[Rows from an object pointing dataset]
[Start]

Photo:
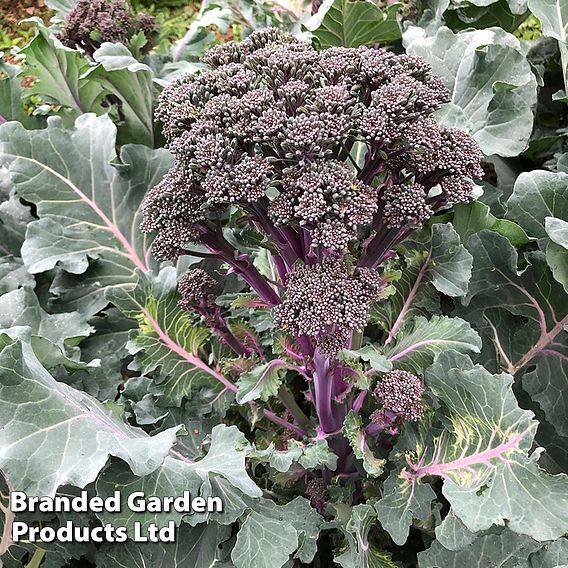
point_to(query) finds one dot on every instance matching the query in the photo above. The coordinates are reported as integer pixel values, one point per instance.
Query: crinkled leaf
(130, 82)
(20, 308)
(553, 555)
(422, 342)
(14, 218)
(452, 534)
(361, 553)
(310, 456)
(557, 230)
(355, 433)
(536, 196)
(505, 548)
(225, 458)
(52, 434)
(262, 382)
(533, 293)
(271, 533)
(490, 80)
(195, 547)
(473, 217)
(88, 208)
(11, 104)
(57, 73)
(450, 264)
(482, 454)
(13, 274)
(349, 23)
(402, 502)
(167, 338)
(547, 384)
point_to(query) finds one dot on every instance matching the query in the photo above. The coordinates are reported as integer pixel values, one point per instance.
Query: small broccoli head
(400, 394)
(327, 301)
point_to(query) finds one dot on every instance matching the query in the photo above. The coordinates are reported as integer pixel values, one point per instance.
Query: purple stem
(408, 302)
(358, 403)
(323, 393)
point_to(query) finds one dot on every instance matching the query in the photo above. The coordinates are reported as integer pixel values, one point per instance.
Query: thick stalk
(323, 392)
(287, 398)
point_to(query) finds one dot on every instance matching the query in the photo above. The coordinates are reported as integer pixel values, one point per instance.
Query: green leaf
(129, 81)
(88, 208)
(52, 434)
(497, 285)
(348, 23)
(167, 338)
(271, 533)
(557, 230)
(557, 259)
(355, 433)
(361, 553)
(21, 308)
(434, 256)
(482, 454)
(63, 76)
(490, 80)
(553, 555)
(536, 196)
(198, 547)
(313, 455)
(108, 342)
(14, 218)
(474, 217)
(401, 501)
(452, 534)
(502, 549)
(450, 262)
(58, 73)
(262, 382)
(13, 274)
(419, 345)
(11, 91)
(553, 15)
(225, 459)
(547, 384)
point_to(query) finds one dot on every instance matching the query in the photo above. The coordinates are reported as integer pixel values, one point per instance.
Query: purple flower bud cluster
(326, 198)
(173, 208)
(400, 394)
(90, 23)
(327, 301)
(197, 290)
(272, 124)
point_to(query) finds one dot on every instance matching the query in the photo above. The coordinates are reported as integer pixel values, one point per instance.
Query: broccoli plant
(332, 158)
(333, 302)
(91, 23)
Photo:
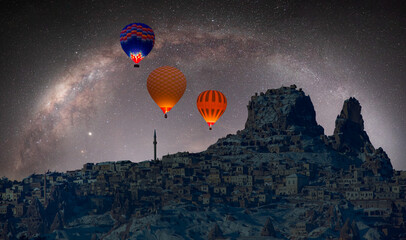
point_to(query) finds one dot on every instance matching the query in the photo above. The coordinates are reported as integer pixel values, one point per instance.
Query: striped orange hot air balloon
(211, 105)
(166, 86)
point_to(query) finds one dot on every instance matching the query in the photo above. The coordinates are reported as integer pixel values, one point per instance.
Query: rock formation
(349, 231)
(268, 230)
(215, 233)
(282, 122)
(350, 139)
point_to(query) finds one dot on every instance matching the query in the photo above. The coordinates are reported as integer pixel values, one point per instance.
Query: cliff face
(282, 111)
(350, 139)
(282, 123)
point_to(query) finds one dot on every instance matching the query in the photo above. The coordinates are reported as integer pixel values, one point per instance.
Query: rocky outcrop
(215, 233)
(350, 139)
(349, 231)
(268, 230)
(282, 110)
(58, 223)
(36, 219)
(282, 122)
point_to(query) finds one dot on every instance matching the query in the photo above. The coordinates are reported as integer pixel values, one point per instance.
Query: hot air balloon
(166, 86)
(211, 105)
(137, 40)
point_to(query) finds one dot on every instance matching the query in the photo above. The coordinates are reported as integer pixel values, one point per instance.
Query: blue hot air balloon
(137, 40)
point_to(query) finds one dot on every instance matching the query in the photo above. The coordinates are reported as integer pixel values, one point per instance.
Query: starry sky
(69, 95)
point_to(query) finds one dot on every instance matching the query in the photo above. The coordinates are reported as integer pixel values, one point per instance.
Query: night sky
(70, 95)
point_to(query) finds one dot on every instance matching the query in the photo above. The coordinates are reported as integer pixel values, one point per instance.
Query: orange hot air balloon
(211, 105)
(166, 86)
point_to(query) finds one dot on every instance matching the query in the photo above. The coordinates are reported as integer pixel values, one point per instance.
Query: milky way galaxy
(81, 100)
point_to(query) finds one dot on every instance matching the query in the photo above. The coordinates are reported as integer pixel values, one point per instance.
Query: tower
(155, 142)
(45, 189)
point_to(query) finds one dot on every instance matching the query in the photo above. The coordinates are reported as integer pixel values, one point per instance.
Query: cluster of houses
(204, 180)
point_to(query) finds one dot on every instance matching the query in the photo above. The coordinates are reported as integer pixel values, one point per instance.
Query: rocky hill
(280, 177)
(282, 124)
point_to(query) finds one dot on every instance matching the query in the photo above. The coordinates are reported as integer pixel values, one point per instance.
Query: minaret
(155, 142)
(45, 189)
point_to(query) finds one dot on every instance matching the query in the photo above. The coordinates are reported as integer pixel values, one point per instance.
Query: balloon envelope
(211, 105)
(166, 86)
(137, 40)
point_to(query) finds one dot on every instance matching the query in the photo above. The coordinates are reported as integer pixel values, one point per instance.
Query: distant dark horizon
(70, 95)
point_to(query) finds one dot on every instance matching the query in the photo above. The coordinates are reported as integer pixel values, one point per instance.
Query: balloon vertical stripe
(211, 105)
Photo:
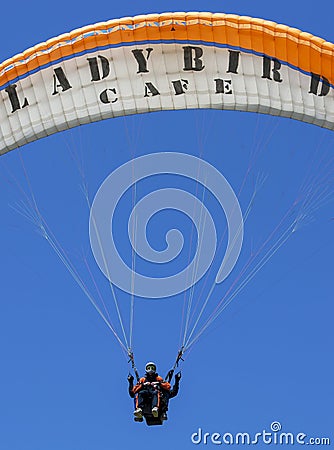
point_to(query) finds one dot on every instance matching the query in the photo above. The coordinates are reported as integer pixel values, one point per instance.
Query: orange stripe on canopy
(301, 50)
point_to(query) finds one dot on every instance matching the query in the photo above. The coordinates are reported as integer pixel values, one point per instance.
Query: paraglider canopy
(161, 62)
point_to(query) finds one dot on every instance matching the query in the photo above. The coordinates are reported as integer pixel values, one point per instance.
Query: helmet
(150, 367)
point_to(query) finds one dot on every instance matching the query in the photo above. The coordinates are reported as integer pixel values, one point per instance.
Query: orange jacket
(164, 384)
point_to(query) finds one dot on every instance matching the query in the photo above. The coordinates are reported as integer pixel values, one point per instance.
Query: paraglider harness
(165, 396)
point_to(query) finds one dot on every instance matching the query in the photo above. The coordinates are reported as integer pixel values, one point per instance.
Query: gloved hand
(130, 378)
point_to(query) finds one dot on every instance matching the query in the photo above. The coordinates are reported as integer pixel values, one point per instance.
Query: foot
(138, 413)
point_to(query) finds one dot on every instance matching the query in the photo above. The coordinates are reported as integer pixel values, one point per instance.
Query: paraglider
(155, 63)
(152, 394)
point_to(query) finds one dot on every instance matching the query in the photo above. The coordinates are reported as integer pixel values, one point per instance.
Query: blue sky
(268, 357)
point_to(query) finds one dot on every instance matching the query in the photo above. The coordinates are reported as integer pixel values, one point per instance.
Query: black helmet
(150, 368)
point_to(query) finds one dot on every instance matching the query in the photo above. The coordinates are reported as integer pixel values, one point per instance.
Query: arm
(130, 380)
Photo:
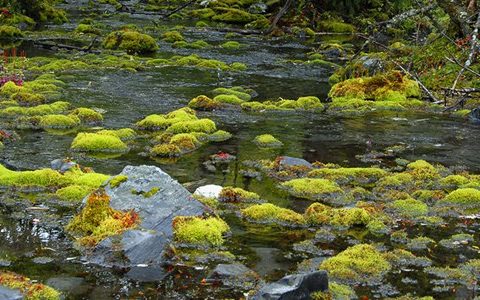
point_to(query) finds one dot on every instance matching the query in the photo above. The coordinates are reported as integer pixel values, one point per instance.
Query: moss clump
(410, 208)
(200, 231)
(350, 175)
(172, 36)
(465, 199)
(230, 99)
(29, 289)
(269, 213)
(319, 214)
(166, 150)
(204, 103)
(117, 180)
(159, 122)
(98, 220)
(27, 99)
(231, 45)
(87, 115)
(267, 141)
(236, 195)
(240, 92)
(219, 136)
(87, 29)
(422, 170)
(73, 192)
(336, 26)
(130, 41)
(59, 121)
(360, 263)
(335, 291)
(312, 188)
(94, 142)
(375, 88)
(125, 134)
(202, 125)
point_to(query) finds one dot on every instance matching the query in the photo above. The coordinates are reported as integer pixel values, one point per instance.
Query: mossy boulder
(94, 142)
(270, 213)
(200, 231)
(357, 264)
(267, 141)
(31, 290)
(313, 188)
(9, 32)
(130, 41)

[End]
[Start]

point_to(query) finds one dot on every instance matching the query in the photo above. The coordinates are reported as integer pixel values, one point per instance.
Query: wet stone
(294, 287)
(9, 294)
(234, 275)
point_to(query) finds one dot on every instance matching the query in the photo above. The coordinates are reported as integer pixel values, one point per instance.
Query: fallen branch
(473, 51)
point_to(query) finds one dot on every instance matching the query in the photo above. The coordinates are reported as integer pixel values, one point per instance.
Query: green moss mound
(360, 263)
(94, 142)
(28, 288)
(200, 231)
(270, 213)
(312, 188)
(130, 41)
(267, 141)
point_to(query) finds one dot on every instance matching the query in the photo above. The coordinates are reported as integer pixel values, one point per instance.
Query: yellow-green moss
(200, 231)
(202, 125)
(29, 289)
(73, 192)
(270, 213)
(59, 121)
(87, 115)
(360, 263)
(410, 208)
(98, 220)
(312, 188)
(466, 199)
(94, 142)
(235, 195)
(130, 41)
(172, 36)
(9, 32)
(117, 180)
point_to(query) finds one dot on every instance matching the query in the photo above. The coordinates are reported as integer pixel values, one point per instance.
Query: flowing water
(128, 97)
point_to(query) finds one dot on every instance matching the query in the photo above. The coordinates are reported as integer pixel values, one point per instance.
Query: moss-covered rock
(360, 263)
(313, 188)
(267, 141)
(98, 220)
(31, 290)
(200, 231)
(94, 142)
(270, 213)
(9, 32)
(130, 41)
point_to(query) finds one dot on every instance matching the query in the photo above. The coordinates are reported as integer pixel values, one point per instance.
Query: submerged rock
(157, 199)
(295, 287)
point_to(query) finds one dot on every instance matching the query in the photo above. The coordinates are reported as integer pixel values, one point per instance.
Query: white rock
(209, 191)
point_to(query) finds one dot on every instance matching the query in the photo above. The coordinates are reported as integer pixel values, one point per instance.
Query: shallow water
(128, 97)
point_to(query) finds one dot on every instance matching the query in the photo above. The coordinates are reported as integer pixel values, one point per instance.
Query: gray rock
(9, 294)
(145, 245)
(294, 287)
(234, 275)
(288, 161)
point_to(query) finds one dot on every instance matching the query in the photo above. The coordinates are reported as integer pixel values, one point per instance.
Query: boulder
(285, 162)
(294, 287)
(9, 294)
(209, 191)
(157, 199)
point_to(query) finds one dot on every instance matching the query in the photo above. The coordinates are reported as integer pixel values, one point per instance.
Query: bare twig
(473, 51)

[End]

Written exercise —
Gather each line of the rows above that contains the word "purple". Case counts.

Exercise solution —
Query: purple stem
Query: purple flower bud cluster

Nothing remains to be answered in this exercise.